• TAREFAS A REALIZAR:
1. Transcreva do texto sobre Carolino Monteiro o trecho que vai de "Neste projecto, estabeleceu" até "desenvolvimento de doenças.".
2. Enumere todas as instituições de ensino ou de investigação que o texto sobre Carolino Monteiro refere pelo nome.

• EXCERTO DO TEXTO:
>>>>>

Investigação e estudos

Depois de realizar investigação na área da genética humana em Oxford e Londres, o investigador regressou a Portugal e, durante a década de 90, desenvolveu na Faculdade de Ciências Médicas da Universidade Nova de Lisboa (FCM/UNL) alguns projectos de relevo internacional.

Um deles consistiu precisamente em localizar pela primeira vez no cromossoma 10 a região onde está envolvido um dos genes responsáveis pelo cancro do endométrio (mucosa do útero).

Neste projecto, estabeleceu relações privilegiadas com o Sanger Center (Reino Unido), que está a trabalhar na sequenciação deste cromossoma.

Ainda na FCM/UNL, Carolino Monteiro foi o responsável científico pela parte portuguesa de um projecto europeu que desenvolveu métodos inovadores para detectar mutações genéticas, que podem ser responsáveis pelo desenvolvimento de doenças.

Em 1999, aceita o convite do Instituto de Higiene e Medicina Tropical (IHMT) e torna-se professor auxiliar deste organismo pertencente à Universidade Nova de Lisboa.

«Actualmente estamos a desenvolver investigação que leve a uma melhor compreensão das doenças tropicais», explicou.

<<<<<

• DADOS A ANALISAR:

>>>>>

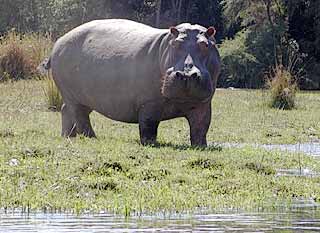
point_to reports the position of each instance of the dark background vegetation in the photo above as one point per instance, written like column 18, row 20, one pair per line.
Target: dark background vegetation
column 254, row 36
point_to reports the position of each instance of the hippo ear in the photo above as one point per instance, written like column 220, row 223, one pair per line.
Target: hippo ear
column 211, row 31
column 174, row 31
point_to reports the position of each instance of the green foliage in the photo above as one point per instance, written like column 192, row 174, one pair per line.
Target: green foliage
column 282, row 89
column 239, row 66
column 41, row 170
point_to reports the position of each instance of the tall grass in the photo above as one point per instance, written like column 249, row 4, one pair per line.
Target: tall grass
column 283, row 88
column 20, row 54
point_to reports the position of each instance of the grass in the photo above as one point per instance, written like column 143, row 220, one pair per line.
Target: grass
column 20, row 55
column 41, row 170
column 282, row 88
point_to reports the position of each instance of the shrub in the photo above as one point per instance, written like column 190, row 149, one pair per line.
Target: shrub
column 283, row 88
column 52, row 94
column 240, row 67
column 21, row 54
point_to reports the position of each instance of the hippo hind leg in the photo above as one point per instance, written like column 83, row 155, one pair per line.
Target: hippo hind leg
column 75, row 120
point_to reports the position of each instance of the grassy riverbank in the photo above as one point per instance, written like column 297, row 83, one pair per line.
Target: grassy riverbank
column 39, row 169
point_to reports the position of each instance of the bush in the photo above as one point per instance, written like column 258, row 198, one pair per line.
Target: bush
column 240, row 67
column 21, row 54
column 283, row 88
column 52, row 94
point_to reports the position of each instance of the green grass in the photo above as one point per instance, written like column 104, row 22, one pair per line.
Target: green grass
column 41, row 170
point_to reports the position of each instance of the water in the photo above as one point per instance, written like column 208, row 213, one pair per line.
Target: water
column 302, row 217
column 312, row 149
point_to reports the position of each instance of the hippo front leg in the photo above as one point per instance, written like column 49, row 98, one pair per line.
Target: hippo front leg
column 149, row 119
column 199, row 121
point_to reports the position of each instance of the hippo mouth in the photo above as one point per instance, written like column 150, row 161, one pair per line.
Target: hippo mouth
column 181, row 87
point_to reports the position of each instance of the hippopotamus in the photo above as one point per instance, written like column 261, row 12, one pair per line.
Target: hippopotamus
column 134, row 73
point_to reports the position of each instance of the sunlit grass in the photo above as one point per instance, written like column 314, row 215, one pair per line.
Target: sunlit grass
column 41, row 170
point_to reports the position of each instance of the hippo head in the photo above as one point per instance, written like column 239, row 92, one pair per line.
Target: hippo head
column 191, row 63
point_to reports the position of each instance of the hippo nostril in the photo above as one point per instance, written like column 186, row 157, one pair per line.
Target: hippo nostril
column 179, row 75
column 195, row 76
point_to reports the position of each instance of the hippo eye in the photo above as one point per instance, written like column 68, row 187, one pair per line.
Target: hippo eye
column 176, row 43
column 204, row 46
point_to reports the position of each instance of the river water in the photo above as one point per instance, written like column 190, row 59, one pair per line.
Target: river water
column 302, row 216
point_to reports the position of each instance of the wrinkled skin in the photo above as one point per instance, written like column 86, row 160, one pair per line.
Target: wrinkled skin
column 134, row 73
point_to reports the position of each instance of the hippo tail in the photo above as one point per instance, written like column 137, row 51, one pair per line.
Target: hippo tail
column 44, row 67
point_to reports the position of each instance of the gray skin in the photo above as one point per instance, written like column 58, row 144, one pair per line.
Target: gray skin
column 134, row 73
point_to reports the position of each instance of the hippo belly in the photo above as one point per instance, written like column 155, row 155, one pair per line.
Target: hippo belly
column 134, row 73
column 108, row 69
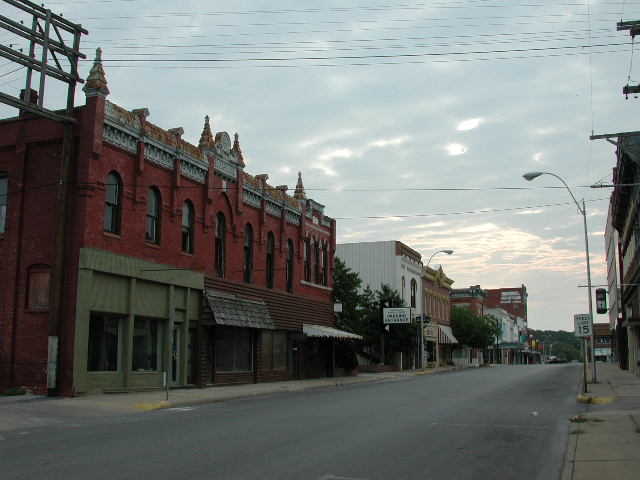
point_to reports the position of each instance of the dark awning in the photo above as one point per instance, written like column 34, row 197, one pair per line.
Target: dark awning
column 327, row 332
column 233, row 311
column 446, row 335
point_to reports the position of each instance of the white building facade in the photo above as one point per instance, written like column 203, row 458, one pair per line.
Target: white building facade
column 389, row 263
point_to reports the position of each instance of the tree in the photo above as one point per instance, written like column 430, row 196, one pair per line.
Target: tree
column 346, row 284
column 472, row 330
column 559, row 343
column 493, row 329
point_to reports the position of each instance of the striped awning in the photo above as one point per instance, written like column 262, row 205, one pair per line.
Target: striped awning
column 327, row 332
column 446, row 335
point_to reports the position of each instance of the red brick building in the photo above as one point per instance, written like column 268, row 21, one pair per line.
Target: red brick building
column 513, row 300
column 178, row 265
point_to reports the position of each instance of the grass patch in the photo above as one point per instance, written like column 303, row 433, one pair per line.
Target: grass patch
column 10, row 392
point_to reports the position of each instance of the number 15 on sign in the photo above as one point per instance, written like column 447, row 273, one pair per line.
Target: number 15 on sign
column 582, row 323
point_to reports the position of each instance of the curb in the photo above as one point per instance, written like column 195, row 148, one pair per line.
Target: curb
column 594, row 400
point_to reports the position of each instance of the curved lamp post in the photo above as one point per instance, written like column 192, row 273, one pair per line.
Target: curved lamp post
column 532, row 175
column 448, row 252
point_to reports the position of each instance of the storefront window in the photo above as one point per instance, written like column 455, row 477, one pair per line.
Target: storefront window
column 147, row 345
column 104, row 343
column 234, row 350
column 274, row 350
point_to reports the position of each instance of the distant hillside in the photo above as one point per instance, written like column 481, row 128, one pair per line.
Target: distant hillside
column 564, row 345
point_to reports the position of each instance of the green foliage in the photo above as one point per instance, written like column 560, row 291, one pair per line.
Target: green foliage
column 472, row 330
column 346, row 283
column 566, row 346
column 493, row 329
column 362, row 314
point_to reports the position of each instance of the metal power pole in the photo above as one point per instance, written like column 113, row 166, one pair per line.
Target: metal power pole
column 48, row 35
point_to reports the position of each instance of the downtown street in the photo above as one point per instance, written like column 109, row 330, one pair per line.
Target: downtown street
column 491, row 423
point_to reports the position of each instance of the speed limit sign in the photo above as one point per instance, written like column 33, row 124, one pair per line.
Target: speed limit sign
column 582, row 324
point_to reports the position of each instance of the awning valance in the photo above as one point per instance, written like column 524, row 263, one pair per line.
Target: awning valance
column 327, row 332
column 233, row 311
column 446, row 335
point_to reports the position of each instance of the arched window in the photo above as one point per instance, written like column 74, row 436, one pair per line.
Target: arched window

<<<<<

• RESPOSTAS ESPERADAS:
1.
Neste projecto, estabeleceu relações privilegiadas com o Sanger Center (Reino Unido), que está a trabalhar na sequenciação deste cromossoma.

Ainda na FCM/UNL, Carolino Monteiro foi o responsável científico pela parte portuguesa de um projecto europeu que desenvolveu métodos inovadores para detectar mutações genéticas, que podem ser responsáveis pelo desenvolvimento de doenças.

2.
- Faculdade de Ciências Médicas da Universidade Nova de Lisboa (FCM/UNL)
- Sanger Center
- Instituto de Higiene e Medicina Tropical (IHMT)
- Universidade Nova de Lisboa